Перечислите все детали обстановки, которые названы в отрывке при описании «хитрого» домика во дворе.

▶ **ОТРЫВОК**:
<<<<
Вход в землянку, которую обжили связистки пункта, дверей не имел, был завешен камуфлированной брезентовой тканью от немецкой палатки. Как только я дотронулся до нее, сразу забеспокоился, что-то заколыхалось в горле, стеснило в груди – не продохнуть. Боже! Как я заволновался… Позади 50 километров!

Конечно, меня ждали и волновались. Здесь никто не мог подумать, что не будет попутной автомашины и мне придется весь путь преодолеть пешком. Когда же я сообщил, что протопал пешком – удивлению не было границ!

Поужинали, выпили понемногу, перекинулись с обитателями точки новостями, Я сообщил, что завтра, в понедельник к вечеру я должен быть в роте. Народ засуетился, отвели нам с Валей за дощатой перегородкой место для ночлега.

Утром ноги гудели, но надо было отправляться в путь. Попутного транспорта снова не было, но и ждать у моря погоды некогда, служба есть служба, снова начал отсчитывать километры. Практически, если не считать эстонца с телегой и лошадью, который подвез километров пять, весь обратный путь снова преодолел пешком.

В роту вернулся поздно, за полночь. Ребята уже спали, доложил помкомвзвода о прибытии и завалился спать.

Уже в 70-е годы я как-то рассказал этот эпизод сто километрового похода своей жене Татьяне. Она обронила только короткую фразу: «Да, вот это любовь!».

Наш роман с Валей продолжался довольно длительное время. Редко, но она приезжала в Пярну, и эти встречи были радостными и счастливыми. В одноэтажном доме был большой зал, здесь был оборудован учебный класс для радиовзвода, где мы тренировались по своей специальности, повышали квалификацию. Наиболее опытные радисты сдали экзамены на 2-й класс, получил это звание и я. Для этого надо было передавать и принимать свободно 17 групп в минуту (по 5 знаков в группе, т. е, 85 знаков в минуту).

Во дворе этого дома находились различные хозяйственные постройки, в том числе домик-кладовка. Кто-то облюбовал этот «хитрый» домик для любовных встреч. Здесь было довольно уютно. Низкий потолок из вагонки, маленькое оконце, чистые бревенчатые стены, широкие полати, столик, скамейка. Ключ от «хитрого» домика передавался из рук в руки по мере потребности им воспользоваться. «Тайна» этого домика держалась строго, командиры о нем не знали.
>>>>
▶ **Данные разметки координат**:
<<<<
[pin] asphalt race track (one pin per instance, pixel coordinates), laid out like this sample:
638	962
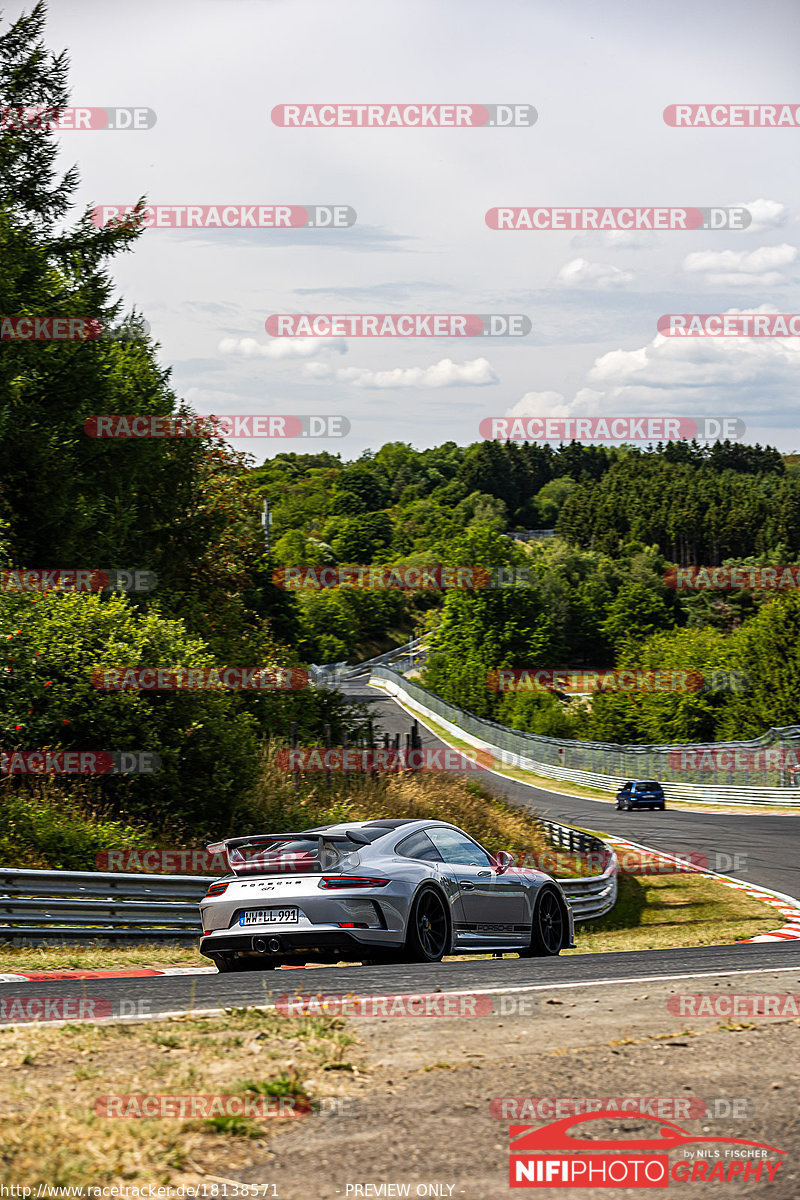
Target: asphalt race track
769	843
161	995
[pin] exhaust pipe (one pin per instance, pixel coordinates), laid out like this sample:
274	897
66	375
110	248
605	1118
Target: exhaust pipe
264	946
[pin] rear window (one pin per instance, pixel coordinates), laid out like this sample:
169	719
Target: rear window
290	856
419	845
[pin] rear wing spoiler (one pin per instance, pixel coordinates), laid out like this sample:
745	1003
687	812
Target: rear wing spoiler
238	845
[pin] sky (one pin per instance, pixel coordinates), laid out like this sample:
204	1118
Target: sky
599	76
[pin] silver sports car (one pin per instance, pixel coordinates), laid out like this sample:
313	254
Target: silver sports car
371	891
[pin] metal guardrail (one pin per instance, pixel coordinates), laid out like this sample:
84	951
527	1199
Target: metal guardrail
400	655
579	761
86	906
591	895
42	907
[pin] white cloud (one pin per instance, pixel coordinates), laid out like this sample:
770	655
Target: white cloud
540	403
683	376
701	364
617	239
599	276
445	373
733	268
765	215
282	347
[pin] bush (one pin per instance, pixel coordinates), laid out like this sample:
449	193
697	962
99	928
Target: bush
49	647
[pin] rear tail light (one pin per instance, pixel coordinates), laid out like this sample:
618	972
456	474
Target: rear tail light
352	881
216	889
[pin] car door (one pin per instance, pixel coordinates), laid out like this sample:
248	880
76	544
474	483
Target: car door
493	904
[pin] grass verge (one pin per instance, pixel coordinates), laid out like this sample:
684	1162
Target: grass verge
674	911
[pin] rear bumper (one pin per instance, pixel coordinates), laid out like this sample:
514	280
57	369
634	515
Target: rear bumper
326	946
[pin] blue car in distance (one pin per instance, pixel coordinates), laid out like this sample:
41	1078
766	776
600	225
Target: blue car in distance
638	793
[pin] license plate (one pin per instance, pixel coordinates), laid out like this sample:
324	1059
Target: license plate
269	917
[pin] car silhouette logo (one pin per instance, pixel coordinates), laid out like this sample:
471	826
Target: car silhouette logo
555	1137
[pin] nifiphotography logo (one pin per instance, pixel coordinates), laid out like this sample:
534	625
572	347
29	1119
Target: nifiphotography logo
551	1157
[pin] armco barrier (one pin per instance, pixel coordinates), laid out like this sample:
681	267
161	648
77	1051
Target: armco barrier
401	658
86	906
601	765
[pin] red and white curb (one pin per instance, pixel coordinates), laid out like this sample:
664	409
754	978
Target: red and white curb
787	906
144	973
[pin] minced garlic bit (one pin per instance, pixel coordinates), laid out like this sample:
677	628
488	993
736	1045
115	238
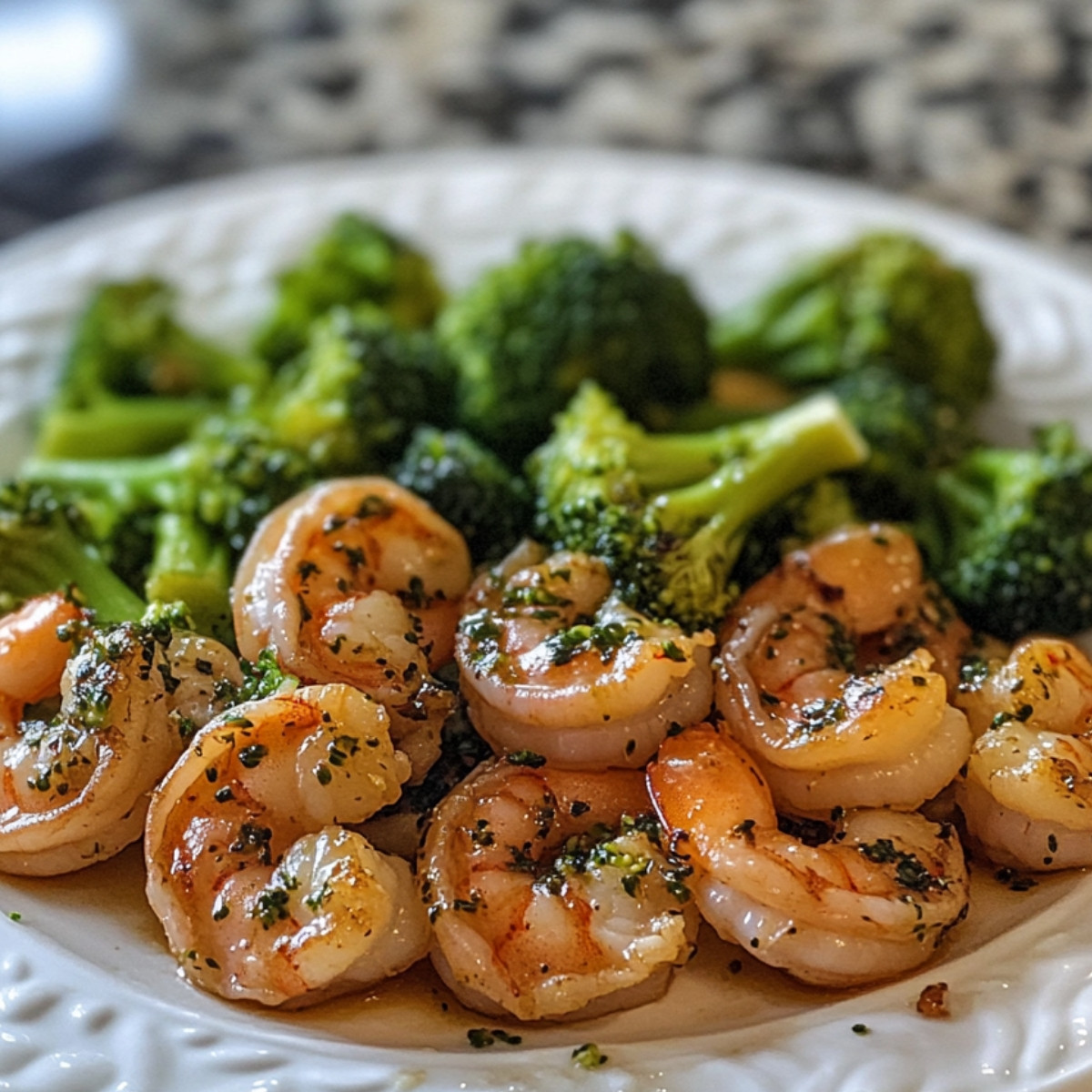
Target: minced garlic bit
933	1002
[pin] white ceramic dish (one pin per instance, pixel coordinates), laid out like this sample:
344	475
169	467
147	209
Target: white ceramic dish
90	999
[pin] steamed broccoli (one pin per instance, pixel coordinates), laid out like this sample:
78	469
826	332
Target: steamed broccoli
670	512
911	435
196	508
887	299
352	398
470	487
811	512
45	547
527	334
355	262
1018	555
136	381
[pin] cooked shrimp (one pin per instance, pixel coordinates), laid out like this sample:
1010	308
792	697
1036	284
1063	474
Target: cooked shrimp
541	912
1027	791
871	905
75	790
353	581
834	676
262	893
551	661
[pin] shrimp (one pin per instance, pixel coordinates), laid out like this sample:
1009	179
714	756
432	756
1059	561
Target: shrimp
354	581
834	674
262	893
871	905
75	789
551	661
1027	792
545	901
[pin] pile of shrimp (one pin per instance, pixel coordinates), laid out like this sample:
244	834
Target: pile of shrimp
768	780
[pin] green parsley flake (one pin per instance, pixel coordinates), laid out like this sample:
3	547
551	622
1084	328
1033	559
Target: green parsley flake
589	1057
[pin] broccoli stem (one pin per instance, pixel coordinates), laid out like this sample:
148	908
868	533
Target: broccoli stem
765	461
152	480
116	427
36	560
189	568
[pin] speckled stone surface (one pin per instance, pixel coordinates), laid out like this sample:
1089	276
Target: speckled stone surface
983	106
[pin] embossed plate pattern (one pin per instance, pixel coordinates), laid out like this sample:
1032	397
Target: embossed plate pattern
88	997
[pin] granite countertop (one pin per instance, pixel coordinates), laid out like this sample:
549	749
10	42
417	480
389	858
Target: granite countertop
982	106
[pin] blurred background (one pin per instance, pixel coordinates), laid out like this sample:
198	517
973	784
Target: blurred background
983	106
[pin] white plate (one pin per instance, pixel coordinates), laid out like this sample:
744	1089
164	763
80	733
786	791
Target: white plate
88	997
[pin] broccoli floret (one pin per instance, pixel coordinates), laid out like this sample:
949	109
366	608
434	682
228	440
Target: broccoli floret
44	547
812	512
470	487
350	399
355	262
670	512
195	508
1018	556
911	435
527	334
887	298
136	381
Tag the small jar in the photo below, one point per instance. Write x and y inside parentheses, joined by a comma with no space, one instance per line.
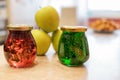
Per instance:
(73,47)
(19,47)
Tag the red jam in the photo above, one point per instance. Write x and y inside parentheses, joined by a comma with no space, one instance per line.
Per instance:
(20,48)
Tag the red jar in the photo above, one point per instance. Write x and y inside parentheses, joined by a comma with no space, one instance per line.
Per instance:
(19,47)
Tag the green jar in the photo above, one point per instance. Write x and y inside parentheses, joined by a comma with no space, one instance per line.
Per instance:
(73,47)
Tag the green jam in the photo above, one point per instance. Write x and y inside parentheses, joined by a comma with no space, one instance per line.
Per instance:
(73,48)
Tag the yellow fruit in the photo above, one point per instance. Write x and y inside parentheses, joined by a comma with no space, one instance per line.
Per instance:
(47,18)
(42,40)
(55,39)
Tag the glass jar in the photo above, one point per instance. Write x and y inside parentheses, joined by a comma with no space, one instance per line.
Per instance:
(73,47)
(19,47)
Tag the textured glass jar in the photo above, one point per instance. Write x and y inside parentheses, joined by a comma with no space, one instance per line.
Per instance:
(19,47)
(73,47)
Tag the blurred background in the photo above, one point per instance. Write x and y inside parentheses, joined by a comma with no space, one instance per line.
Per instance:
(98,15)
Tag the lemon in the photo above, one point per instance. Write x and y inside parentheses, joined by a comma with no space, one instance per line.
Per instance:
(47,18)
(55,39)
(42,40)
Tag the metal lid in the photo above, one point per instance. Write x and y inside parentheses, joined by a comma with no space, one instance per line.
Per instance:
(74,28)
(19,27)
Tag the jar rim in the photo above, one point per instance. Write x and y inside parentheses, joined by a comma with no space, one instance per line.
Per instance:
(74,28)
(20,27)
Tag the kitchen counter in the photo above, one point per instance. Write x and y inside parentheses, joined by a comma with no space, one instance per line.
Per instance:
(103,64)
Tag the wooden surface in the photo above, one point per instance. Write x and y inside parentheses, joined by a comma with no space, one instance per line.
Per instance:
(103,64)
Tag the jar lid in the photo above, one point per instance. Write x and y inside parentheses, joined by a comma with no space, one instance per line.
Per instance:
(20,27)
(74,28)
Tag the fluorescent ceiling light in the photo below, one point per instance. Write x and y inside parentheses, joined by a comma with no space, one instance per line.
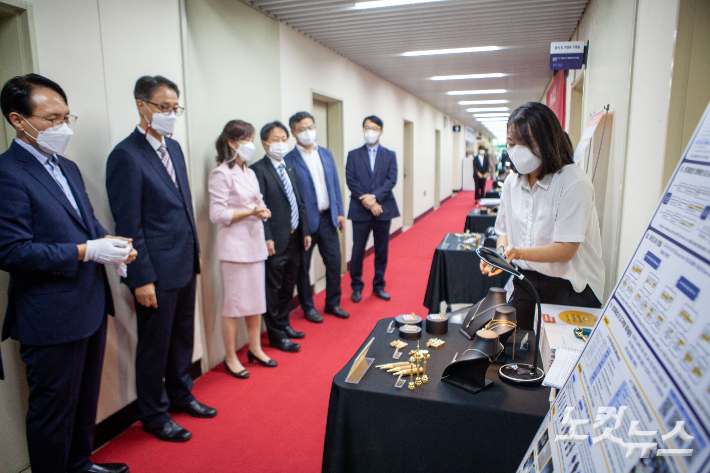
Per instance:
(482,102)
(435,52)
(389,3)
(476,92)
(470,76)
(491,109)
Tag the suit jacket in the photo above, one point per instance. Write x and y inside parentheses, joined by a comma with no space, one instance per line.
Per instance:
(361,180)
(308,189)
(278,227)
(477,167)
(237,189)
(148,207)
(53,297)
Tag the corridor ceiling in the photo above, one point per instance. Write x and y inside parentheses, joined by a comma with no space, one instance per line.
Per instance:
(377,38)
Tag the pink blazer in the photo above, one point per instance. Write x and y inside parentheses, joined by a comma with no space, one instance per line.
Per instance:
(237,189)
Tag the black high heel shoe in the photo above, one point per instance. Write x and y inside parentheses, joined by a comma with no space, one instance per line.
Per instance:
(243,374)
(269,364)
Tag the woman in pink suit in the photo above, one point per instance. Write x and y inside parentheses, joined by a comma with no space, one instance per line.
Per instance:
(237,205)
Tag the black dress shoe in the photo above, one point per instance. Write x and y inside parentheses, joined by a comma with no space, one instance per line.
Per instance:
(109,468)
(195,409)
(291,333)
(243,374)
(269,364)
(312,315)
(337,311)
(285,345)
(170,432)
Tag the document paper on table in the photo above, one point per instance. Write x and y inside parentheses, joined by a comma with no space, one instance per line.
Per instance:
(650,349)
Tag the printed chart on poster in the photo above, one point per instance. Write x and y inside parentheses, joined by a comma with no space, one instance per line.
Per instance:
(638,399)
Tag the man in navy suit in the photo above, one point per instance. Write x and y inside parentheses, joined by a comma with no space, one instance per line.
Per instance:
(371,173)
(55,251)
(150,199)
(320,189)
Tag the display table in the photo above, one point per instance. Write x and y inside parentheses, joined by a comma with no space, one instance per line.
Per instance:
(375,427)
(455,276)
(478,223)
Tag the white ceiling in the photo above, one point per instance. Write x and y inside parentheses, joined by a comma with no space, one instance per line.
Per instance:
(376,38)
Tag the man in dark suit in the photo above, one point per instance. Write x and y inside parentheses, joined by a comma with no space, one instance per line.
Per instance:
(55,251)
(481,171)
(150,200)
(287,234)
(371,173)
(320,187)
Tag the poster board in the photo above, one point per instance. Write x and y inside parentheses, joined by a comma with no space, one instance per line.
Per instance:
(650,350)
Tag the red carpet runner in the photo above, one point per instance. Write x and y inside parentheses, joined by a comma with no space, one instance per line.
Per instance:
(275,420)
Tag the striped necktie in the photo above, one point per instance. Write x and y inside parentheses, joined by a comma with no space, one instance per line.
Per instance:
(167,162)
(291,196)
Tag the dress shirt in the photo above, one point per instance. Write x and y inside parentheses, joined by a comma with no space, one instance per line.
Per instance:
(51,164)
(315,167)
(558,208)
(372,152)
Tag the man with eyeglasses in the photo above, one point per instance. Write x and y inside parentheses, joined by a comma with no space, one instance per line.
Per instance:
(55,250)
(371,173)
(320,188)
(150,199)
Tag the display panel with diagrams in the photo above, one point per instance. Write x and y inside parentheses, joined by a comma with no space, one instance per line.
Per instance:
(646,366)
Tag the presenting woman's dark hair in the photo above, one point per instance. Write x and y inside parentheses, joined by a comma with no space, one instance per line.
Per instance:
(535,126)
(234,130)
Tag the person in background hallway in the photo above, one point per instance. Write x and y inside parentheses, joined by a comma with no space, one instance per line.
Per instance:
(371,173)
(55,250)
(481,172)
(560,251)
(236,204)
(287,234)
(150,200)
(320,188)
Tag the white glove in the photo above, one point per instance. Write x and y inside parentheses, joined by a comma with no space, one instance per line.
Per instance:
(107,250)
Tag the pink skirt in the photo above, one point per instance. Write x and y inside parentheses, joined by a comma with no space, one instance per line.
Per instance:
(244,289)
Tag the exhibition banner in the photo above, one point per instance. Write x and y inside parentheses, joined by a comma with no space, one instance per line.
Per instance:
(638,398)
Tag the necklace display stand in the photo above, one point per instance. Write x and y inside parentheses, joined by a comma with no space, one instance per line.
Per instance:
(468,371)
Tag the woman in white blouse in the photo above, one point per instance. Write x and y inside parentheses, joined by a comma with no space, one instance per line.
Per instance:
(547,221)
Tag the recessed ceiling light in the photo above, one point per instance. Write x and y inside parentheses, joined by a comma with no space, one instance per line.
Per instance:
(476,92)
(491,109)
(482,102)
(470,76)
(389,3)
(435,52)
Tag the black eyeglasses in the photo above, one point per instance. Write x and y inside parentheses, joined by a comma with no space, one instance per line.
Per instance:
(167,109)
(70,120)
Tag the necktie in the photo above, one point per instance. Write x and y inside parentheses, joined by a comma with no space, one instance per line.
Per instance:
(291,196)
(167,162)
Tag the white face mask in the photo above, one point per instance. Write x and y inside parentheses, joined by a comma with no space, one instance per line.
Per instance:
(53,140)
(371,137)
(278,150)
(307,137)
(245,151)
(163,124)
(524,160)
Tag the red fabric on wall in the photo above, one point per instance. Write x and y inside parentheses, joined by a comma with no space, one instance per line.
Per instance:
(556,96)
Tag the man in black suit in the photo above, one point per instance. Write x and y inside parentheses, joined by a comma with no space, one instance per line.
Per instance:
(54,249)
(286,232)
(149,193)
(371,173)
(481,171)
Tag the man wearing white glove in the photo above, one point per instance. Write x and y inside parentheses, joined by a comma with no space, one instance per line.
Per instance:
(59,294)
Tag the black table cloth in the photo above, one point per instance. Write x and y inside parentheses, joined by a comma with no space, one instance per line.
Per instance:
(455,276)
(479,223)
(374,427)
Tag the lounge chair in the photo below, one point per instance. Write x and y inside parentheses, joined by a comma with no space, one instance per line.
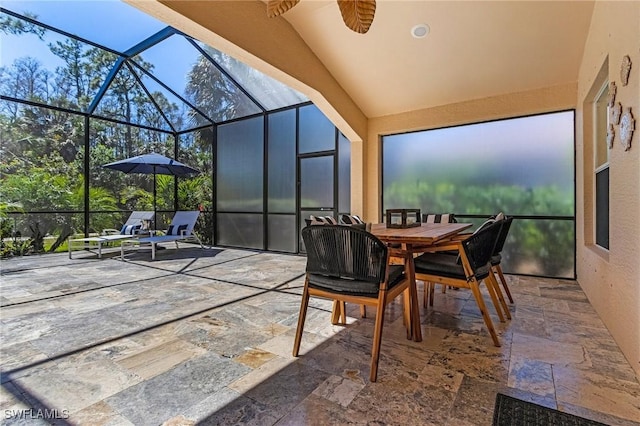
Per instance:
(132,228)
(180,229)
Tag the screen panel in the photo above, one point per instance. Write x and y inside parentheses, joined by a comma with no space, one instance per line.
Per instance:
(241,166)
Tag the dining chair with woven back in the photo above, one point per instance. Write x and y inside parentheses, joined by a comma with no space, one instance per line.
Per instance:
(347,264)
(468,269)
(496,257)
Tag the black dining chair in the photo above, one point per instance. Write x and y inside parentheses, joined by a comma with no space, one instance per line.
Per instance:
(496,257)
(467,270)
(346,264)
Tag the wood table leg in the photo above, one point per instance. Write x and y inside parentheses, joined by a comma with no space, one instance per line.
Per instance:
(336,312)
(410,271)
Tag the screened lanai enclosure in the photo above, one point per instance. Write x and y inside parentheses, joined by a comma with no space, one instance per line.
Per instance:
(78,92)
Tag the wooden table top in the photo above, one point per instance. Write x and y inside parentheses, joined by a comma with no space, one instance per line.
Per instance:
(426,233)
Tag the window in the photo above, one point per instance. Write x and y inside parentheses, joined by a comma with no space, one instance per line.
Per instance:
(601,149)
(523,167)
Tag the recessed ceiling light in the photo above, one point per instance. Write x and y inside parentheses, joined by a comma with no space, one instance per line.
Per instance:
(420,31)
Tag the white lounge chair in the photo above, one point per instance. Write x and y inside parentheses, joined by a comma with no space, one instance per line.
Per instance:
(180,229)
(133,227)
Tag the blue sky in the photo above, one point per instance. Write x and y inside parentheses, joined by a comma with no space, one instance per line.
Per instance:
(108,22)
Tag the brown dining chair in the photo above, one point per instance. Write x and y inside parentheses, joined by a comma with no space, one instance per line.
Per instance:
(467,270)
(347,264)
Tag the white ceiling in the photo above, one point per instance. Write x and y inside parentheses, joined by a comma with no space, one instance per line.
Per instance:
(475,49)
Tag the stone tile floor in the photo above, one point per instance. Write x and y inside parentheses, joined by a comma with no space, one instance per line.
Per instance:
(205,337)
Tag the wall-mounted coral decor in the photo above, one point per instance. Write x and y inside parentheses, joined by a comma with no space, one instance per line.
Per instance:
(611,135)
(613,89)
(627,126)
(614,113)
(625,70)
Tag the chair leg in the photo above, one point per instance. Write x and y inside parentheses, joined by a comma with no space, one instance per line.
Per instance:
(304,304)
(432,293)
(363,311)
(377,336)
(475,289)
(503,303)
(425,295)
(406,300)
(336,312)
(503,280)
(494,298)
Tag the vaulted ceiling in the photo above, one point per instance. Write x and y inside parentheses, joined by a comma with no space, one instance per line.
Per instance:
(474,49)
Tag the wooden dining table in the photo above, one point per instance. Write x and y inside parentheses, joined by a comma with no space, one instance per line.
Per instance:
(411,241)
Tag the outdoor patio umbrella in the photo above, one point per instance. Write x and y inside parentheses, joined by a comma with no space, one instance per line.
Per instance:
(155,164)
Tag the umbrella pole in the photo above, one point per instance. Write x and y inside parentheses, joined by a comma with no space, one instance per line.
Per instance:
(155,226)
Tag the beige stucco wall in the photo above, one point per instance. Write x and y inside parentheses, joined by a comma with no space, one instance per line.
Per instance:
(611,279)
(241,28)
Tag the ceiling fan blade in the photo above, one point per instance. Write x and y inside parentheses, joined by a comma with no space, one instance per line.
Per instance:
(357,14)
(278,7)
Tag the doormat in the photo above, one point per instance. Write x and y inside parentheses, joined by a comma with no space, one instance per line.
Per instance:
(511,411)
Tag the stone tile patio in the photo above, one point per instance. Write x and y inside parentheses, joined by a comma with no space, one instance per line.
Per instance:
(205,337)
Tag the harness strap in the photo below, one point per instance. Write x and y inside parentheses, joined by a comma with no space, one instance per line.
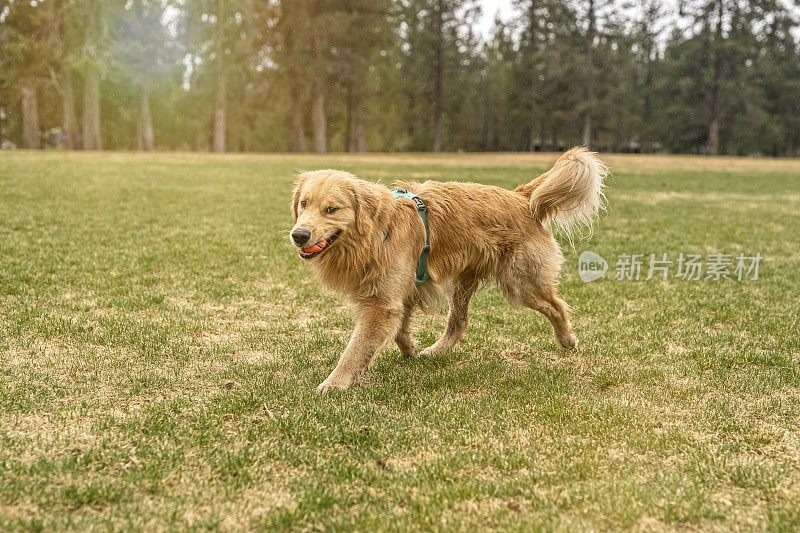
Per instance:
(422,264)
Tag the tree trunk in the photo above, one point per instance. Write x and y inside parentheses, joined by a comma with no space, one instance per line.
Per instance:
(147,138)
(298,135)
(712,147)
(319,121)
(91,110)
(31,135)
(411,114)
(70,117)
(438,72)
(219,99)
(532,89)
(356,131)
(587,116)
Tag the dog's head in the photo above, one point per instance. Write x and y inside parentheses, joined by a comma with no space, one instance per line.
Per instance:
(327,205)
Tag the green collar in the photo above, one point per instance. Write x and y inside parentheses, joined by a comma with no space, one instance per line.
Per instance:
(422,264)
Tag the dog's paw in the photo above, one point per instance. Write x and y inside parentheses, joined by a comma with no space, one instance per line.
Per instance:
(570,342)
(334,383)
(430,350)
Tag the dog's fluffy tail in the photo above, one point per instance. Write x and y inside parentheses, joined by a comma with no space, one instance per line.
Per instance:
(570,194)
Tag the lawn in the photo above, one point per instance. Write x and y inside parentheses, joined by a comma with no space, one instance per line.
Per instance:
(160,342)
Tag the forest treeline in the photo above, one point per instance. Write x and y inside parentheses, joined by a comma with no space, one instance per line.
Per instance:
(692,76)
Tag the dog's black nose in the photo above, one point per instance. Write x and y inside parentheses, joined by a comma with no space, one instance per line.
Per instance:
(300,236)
>>>>
▶ **ОТВЕТ К ЗАДАНИЮ**:
- низкий потолок из вагонки
- маленькое оконце
- чистые бревенчатые стены
- широкие полати
- столик
- скамейка